**ACTIVITY:** Return each line of the entries that holds the string "segment".

**SOURCE MATERIAL:**
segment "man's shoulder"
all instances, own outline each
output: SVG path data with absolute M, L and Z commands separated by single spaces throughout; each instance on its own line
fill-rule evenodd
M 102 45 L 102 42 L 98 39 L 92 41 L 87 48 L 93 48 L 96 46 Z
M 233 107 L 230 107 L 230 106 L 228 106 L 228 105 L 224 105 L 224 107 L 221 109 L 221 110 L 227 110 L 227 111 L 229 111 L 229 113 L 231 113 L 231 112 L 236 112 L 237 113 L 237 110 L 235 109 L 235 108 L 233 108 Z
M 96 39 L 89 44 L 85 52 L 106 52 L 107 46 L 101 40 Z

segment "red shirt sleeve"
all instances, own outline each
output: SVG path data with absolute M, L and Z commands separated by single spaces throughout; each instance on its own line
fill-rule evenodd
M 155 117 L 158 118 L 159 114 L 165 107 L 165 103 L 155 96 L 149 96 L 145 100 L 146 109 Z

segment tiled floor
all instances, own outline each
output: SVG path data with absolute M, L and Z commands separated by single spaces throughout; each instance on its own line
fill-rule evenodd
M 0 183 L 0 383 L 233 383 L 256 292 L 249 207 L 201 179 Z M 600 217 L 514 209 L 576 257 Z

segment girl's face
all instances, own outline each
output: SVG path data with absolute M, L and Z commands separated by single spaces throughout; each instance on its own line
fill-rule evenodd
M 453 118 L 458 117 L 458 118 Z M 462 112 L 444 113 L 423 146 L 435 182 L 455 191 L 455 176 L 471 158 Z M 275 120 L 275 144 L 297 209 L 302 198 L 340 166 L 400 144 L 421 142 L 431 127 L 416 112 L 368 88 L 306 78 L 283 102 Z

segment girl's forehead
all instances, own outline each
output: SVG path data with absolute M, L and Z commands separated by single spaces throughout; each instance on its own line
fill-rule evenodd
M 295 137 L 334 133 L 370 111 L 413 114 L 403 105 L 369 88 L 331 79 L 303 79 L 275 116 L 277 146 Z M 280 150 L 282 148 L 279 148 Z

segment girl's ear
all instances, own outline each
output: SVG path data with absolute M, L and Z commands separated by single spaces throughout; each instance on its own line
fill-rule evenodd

**TASK ANSWER:**
segment "man's shoulder"
segment "red shirt sleeve"
segment tiled floor
segment girl's face
segment girl's forehead
segment girl's ear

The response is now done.